▶ **やること 1**
AMED第3期についての本文では、疾患領域はどの3つに分けられていますか。
▶ **やること 2**
AMEDの運営方針についての本文を、最後の文の続きから書き継いでください。

▶ **本文**
---
AMED第3期でも、上記の統合プロジェクト体制の一部が踏襲され、主要プロジェクトとして「医薬品」、「医療機器・ヘルスケア」、「再生・細胞医療・遺伝子治療」、「感染症」が設定された(図)。さらに、これらを支えるデータ利活用およびライフコースプロジェクトが展開される。シーズ開発や基礎研究との連携を通じて、実用化への橋渡しおよび臨床開発の加速化を図る。最終的に、研究開発の「出口」として、イノベーションの創出や創薬エコシステムの強化に繋がることが期待されている。疾患領域としては、「がん」、「難病・希少疾患」、「ライフコース」(生活習慣病など、人生の各段階で蓄積されるリスクに関連する疾患を包括)の3分類に大別される。

2025年度の予算規模は、当初予算で1,232億円に加え、基金事業からの資金および理事長裁量経費(調整費)として措置される175億円を含め、総額で約2,000億円規模での運用が見込まれている。予算配分においては、医薬品プロジェクトへの配分が最大となっている。

 

 

AMEDの今後の運営方針
AMED第3期の運営方針として、以下の取り組みが掲げられている。

  1. 事業連携の取り組みの強化
    各事業を個別に育成するのではなく、事業間の連携を強化することにより、研究開発の各フェーズ間に存在する課題の解消を図り、最終的な実用化への円滑な移行を目指す。そのために、AMED内でペアリング、マッチングの仕組みを構築・導入する取り組みが進められている。
  2. 研究開発の初期段階からの産学協創・企業導出
    研究開発の初期段階より企業が関与することで、事業化の成功確率を高めることを目指す。
  3. 社会実装・貢献へつながる成果創出のための基礎研究の充実
    社会実装を見据えた基礎研究の重要性を踏まえ、継続的かつ安定的な支援を通じて、成果創出に資する基礎研究の充実を目指す。
  4. 国際展開の推進
    国際的な研究ネットワークを効果的に活用することで、シーズ開発と各事業との連携を深化させ、優れた研究成果を創出する基盤を整備する。また、世界のニーズを積極的に取り入れつつ国内での研究開発を進めることで、日本の医薬品市場が国際的にも注目されるような環境の構築に、AMEDが積極的に関与していくことが重要である。
---
[参照表現グラウンディングデータ]
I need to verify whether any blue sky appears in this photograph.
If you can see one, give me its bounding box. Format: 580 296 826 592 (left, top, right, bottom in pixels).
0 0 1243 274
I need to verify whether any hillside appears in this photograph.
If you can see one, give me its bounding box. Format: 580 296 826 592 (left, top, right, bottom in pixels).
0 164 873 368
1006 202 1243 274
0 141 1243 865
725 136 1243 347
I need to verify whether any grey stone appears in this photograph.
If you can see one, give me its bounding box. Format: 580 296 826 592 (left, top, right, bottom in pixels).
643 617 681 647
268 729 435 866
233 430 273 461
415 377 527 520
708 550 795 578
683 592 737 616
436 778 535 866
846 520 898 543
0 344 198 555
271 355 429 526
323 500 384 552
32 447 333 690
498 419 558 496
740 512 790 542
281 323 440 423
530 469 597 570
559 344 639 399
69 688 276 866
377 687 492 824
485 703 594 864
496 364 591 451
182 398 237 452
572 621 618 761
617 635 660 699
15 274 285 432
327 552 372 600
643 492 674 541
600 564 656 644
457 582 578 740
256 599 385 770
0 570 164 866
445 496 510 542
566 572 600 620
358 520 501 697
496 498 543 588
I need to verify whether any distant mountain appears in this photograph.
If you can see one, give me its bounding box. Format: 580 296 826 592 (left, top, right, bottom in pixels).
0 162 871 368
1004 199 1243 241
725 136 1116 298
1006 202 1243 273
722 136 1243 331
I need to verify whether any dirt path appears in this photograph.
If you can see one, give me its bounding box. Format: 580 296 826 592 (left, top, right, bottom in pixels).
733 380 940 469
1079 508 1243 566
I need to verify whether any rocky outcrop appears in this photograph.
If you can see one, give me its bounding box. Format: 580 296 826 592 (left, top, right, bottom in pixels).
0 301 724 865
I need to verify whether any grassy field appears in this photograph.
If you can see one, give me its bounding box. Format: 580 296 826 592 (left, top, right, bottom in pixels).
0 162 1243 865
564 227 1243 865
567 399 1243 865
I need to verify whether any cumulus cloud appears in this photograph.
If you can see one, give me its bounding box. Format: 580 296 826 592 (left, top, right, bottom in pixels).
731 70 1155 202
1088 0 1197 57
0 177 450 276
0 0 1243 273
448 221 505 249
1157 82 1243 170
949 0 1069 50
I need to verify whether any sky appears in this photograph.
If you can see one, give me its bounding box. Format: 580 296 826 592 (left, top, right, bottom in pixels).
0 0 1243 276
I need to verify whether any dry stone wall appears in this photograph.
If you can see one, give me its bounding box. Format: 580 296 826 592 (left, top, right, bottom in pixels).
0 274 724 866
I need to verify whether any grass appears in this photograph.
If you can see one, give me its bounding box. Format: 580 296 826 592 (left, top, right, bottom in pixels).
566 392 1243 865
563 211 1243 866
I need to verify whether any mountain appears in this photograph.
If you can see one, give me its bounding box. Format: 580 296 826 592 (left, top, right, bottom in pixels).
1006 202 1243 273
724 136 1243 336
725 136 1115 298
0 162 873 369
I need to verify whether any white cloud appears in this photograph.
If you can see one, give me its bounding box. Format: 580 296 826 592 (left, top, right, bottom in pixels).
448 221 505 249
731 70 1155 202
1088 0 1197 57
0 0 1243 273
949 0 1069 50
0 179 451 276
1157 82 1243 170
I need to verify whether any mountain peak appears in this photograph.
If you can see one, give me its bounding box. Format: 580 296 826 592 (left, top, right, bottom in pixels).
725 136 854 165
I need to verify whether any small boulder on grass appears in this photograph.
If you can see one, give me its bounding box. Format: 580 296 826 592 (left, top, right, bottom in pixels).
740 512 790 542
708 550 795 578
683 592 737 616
---
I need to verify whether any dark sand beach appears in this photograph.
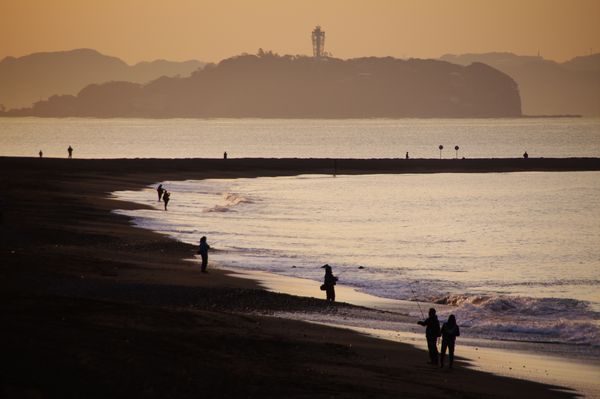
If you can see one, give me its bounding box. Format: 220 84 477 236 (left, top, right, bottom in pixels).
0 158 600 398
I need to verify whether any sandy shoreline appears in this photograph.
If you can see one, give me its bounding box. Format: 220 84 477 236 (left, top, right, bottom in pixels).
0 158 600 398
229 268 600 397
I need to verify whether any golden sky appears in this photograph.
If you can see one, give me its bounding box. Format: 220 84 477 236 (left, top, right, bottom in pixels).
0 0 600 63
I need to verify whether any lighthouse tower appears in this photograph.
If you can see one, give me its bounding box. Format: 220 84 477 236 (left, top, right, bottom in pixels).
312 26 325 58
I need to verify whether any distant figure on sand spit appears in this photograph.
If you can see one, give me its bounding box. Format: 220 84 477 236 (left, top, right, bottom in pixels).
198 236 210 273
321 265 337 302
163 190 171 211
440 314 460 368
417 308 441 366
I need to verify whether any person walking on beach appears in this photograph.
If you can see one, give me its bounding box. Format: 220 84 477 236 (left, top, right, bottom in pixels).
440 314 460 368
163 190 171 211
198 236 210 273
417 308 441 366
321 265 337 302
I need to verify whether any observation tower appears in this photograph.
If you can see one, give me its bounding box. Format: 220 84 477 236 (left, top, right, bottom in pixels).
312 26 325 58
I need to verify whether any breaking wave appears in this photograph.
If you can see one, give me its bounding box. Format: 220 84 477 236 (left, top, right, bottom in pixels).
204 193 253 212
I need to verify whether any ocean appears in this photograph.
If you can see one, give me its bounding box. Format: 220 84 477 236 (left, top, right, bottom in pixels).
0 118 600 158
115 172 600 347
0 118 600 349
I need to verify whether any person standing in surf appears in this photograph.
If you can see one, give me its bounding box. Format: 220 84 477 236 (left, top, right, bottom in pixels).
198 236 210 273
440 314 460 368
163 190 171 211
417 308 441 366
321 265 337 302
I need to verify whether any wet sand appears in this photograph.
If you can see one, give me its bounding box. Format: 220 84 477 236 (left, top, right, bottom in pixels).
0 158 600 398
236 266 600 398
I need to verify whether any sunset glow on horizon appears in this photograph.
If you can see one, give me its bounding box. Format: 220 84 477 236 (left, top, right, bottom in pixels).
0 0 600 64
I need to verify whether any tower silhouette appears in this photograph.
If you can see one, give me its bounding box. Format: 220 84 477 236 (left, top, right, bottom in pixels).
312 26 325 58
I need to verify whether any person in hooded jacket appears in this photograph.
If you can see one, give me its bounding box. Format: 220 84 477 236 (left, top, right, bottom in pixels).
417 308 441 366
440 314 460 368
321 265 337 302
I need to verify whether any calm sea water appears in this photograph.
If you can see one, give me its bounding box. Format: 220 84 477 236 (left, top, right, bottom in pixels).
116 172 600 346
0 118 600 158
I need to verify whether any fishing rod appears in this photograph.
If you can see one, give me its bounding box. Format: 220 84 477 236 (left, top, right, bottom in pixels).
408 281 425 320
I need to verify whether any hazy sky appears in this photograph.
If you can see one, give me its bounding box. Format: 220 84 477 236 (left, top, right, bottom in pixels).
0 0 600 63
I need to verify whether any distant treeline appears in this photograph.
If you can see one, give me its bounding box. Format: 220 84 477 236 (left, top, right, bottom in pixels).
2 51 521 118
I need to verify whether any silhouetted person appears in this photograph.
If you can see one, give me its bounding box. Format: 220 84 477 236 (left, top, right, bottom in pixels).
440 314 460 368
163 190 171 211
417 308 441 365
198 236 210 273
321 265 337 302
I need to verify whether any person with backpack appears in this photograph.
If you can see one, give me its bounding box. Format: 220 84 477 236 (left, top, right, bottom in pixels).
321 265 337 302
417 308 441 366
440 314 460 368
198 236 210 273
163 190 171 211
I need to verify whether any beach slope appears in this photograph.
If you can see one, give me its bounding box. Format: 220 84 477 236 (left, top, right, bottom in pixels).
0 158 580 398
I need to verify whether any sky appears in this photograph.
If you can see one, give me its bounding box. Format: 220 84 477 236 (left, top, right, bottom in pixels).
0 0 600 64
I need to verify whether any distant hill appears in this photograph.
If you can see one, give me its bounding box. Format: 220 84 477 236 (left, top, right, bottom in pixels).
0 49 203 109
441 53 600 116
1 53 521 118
---
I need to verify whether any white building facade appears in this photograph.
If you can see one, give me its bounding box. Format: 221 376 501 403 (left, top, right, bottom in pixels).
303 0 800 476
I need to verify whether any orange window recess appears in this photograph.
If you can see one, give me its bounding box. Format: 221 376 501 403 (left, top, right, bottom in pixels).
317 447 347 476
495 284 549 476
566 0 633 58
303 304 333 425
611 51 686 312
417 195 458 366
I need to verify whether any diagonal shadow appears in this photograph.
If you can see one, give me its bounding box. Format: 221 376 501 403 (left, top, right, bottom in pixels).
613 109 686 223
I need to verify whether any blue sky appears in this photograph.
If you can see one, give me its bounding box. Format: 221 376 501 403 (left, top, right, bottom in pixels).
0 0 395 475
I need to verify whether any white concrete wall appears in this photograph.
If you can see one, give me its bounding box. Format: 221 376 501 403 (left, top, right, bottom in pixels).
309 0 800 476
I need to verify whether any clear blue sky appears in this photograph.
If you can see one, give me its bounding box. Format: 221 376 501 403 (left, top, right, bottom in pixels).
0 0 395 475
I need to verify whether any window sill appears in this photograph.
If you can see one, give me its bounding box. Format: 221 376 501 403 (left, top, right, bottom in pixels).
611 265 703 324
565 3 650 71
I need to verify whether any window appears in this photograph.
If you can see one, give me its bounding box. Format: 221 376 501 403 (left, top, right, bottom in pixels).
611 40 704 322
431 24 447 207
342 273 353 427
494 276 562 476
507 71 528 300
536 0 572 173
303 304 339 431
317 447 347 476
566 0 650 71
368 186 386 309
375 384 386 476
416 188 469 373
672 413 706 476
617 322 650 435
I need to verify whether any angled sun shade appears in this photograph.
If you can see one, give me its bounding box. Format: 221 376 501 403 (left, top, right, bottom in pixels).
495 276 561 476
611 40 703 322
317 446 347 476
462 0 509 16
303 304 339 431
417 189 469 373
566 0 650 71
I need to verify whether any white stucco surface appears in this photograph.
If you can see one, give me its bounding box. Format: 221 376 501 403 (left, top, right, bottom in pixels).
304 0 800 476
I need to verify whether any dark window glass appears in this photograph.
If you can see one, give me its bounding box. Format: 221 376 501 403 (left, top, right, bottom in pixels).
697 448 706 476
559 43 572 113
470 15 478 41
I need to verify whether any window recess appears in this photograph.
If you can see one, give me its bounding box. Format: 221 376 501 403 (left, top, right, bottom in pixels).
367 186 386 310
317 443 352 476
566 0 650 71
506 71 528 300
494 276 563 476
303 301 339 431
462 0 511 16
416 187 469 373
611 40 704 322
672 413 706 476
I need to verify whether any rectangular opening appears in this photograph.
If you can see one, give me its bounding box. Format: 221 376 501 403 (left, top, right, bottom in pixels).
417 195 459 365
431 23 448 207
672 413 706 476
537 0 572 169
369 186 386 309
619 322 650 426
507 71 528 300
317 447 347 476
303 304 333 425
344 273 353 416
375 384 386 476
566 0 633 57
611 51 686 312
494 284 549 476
---
▶ **回答欄 1**
「がん」、「難病・希少疾患」、「ライフコース」の3つです。

▶ **回答欄 2**
  5. 医療分野の研究開発のDX
    人工知能(AI: Artificial Intelligence)、量子技術等を活用し、パーソナル・ヘルス・レコードの利活用やビッグデータに基づく新たなエビデンス創出および実証を通じて、健康長寿社会実現に寄与することを目指す。

これらの方針のもと、国際的な知見も対象とした情報収集、事業間連携における課題の解消、ならびに企業への橋渡し支援を通じて、優れたシーズの実用化をより効率的に促進する体制の構築を目指す。

 

■最近の取組

既存の研究課題の強化と事業化を加速させる「調整費」による取り組み
AMEDの理事長裁量経費である「調整費」は、既存の研究課題の推進強化および事業化の加速を目的として活用される予算である。当該予算は、AMED内部での議論に加え、関係省庁との協議を経て、その有効な活用が図られている。2025年度における具体的な活用事例として、以下の3点が挙げられた。

  1. 小児先天性心疾患患者における手術設計を支援するシステムプログラムの開発に係る取り組み
    小児の心臓血管構造には個人差が大きく、個別化された手術設計が求められる。開発されたプログラムの海外展開を見据え、調整費を活用し、海外の薬事規制に対応した臨床試験プロトコルの作成が支援された。これにより、日本における先進的な医療支援システムの国際展開が促進されることが期待される。
  2. 統合失調症の病態解明に係る研究開発
    統合失調症の病態解明を目的として、記憶形成時におけるシナプスの挙動および関連分子の研究が進められている。調整費の活用により、新たな分子設計法を開発した別の研究グループとの連携が促進され、これを通じて、統合失調症に対する新たな治療標的の同定および治療薬の開発が進展することが見込まれる。
  3. 重症新生児に対する迅速なゲノム診断のための基盤構築および拡充
    重症新生児を対象としたゲノム診断においては、既存の診断体制が東日本に1拠点のみであったため、データの保全性や対応体制に課題があった。調整費を活用し、西日本に新たな拠点を増設するとともに、データの安全性確保と遺伝カウンセリング体制の強化が図られている。この結果、ゲノム診断の迅速化・効率化が進み、診断率の向上が期待される。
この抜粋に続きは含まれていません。